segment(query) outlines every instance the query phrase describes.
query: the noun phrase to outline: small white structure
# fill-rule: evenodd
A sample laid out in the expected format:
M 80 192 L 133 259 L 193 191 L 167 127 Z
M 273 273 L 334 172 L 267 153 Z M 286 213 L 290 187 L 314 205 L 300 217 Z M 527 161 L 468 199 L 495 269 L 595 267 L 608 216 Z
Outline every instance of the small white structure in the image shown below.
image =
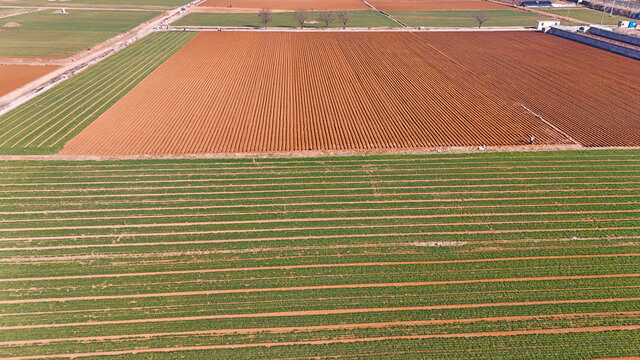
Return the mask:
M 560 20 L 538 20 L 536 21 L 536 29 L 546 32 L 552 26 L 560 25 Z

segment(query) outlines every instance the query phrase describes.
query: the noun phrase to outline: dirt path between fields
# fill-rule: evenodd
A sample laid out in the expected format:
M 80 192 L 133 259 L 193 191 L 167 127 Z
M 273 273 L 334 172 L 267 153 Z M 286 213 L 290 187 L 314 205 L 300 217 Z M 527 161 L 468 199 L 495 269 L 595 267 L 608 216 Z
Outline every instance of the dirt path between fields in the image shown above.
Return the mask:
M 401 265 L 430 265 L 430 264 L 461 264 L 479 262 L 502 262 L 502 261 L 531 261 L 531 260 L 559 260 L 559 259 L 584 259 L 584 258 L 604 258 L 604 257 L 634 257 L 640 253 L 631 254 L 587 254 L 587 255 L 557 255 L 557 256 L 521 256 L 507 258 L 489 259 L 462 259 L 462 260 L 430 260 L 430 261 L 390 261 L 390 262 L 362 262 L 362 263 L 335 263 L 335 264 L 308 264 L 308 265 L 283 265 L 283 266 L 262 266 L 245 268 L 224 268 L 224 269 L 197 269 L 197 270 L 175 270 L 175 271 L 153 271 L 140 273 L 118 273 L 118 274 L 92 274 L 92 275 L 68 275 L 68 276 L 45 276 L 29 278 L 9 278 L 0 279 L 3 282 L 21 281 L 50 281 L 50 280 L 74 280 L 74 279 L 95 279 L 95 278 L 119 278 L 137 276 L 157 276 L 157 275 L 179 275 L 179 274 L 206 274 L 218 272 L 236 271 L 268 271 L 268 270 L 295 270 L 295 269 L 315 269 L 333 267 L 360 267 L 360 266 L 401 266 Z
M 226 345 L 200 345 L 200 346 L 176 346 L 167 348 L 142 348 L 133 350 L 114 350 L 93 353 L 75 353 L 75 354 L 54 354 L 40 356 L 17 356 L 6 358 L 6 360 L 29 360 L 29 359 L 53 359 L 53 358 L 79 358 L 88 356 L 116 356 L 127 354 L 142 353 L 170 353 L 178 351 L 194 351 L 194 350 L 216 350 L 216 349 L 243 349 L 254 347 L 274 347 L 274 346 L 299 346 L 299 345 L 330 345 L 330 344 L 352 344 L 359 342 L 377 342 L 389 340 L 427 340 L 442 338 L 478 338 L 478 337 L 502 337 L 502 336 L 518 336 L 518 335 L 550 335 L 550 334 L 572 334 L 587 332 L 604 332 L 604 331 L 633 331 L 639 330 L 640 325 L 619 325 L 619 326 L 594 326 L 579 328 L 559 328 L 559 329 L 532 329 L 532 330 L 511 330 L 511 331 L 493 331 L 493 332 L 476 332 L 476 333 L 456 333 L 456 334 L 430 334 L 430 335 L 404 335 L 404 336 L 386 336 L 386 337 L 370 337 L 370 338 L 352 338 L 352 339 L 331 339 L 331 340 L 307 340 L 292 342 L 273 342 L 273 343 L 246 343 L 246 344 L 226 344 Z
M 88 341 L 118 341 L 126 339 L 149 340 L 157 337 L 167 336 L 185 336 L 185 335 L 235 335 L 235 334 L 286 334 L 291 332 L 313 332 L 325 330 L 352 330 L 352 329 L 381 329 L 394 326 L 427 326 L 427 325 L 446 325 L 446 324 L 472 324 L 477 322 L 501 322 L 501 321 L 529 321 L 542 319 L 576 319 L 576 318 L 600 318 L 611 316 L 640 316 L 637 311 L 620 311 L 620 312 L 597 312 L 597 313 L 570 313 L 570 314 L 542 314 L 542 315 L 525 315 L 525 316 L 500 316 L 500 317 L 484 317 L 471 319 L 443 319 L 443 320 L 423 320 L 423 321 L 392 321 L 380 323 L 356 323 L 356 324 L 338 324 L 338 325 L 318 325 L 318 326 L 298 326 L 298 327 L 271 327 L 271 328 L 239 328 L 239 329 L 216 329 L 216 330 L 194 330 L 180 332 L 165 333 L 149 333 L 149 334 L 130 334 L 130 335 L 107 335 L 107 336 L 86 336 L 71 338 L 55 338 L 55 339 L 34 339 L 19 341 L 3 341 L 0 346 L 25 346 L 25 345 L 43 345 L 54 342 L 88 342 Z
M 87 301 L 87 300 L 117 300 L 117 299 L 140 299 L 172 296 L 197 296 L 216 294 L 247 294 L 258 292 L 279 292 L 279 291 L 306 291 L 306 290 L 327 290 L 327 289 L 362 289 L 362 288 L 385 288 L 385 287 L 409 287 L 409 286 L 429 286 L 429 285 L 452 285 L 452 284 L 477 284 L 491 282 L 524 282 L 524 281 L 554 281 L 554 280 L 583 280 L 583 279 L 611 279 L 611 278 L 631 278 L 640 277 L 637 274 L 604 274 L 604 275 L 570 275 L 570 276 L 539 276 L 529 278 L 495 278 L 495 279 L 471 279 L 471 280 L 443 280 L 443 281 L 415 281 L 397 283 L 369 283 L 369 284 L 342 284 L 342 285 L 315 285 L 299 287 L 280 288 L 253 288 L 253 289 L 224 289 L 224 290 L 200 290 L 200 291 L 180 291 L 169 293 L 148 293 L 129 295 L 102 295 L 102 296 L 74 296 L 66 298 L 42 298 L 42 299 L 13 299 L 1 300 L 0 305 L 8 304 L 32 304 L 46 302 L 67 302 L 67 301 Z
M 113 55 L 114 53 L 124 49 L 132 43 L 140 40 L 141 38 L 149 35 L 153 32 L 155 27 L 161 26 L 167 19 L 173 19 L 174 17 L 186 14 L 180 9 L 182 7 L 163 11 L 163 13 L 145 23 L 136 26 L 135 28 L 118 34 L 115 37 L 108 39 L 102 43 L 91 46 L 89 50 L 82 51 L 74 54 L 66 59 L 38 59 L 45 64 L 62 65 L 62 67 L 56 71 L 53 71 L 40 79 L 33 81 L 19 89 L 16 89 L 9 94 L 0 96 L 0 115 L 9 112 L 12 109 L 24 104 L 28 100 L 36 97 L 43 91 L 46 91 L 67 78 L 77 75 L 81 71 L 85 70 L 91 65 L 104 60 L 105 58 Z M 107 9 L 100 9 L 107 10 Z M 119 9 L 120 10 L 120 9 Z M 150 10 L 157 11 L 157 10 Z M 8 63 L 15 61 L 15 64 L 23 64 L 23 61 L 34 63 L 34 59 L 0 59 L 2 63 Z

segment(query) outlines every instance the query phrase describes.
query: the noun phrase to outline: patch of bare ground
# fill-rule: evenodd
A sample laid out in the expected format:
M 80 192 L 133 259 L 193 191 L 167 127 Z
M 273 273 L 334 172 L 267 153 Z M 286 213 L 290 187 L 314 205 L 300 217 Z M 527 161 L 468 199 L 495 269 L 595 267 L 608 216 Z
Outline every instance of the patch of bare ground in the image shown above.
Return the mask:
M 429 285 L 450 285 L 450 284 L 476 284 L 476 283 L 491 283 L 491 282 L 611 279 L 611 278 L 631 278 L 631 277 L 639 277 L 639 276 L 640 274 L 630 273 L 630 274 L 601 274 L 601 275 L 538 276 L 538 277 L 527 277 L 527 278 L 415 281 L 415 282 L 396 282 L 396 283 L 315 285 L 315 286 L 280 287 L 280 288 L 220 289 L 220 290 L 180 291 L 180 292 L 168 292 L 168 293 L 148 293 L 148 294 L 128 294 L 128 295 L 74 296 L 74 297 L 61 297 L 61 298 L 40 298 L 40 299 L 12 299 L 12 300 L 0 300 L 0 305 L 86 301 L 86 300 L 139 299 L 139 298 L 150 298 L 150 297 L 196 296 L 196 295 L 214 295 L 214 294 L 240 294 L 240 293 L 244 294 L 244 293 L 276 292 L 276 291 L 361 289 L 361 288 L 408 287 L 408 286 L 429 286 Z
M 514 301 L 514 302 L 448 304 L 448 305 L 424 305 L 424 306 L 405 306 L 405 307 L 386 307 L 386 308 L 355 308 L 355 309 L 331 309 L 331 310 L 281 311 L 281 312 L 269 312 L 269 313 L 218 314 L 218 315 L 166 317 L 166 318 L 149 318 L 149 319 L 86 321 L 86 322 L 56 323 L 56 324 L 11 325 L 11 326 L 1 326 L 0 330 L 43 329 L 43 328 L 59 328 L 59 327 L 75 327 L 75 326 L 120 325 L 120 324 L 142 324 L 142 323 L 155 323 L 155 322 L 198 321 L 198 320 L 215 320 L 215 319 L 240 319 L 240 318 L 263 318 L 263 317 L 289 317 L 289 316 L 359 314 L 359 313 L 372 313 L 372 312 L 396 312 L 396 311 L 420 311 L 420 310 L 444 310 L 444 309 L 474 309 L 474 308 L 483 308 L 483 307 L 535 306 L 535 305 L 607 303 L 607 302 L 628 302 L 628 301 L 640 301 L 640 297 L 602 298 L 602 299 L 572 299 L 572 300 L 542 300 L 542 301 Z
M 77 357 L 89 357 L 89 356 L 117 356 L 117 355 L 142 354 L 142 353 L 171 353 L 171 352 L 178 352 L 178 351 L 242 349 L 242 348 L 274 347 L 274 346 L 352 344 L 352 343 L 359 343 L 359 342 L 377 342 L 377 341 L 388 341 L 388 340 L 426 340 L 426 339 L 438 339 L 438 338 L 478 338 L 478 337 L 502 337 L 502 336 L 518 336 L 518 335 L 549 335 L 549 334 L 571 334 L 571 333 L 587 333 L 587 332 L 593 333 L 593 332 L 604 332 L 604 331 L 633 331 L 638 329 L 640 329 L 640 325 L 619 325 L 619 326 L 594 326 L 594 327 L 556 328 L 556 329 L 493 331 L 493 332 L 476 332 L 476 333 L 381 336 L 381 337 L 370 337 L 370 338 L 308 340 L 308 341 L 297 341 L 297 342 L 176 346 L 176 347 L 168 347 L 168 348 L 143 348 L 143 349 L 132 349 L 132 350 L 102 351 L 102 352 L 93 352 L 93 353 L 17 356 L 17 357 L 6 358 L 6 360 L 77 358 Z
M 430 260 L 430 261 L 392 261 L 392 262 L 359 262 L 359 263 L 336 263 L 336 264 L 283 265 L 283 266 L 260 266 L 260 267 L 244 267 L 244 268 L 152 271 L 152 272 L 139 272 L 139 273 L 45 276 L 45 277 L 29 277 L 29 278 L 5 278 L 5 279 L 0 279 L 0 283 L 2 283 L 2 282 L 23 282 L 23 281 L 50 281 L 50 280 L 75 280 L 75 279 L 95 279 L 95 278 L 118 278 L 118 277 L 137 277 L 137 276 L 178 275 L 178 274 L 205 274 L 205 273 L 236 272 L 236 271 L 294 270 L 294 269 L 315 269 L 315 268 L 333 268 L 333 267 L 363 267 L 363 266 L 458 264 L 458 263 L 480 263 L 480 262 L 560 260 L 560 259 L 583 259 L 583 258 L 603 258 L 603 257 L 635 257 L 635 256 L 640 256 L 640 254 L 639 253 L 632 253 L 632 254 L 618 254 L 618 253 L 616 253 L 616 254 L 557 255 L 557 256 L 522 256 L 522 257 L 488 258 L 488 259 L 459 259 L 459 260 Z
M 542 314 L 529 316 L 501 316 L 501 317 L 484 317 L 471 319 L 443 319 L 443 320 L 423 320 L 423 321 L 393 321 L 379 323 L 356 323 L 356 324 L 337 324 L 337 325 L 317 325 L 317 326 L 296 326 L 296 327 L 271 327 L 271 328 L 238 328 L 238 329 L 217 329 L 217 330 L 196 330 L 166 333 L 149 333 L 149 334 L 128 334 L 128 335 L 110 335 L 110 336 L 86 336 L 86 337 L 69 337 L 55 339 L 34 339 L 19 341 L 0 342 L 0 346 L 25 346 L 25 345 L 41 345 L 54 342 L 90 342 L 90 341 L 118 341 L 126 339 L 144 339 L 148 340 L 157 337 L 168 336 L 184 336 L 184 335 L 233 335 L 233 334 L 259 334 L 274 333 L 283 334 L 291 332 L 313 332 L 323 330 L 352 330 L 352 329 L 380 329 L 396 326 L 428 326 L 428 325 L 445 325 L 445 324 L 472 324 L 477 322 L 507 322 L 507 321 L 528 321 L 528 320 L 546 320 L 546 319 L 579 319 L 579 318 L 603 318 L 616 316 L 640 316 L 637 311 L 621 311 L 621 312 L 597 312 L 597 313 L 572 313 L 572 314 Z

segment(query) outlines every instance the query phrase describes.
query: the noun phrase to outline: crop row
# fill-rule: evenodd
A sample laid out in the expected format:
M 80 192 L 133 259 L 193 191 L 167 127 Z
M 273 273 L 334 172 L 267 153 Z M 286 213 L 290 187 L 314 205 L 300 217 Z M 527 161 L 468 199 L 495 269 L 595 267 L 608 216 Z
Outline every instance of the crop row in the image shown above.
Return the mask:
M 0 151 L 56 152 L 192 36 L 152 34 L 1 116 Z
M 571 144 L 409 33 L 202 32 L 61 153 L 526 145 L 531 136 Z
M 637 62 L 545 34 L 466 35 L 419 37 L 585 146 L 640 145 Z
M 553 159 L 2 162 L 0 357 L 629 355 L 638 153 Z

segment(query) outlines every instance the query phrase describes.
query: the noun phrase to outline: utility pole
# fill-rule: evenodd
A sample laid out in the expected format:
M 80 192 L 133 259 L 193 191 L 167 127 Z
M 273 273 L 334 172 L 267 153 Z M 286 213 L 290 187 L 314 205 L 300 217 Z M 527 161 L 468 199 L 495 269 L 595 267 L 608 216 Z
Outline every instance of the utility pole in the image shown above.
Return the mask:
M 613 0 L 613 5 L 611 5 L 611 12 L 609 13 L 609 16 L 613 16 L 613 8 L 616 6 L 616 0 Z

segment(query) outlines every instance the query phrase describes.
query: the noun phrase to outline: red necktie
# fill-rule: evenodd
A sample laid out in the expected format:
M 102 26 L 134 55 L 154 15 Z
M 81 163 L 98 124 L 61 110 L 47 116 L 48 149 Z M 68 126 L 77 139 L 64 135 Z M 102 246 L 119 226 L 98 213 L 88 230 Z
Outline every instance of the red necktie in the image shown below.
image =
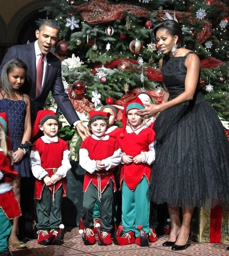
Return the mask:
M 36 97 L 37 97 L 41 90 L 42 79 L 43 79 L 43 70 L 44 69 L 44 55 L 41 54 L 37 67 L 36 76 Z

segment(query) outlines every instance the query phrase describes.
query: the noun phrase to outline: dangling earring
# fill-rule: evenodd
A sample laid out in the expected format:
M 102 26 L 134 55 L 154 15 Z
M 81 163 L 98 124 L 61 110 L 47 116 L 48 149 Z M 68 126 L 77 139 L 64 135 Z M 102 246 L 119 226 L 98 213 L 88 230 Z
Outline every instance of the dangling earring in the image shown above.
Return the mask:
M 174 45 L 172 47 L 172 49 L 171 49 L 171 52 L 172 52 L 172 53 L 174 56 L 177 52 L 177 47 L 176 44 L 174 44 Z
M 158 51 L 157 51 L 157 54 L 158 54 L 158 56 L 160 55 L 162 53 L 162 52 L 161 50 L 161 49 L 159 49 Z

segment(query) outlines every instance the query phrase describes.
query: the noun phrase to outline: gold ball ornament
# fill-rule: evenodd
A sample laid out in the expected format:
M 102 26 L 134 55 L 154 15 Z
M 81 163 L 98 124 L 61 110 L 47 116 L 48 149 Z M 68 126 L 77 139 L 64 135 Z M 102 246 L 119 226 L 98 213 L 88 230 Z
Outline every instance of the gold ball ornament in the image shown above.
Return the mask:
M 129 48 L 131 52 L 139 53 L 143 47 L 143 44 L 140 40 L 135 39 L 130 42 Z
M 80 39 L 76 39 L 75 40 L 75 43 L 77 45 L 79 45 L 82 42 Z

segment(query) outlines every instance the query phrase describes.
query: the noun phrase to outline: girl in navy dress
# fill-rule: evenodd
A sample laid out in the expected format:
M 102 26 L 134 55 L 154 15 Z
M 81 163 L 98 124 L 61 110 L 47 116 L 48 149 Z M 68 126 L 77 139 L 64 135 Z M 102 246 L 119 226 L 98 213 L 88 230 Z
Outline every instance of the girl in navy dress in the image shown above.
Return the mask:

⁂

Aim of the exercise → Can you render the entries, from their first line through the line containing "M 560 20 L 538" (both ends included), as a JSON list of strings with one string per line, skipping blank lines and leaving out the picture?

Task answer →
[
  "segment(query) outlines every instance the query phrase describes.",
  "query: the noun phrase to outline: small white structure",
  "# fill-rule: evenodd",
  "A sample laid out in the expected format:",
  "M 80 192 L 133 259 L 193 191 L 167 127 Z",
  "M 273 273 L 334 172 L 267 153 Z M 286 213 L 290 187 L 314 205 L 300 217 Z M 527 161 L 468 199 L 495 269 L 595 267 L 608 216 Z",
  "Outline every instance of the small white structure in the image shown below.",
  "image =",
  "Return the mask:",
  "M 560 20 L 538 20 L 536 21 L 536 29 L 546 32 L 552 26 L 560 25 Z"
]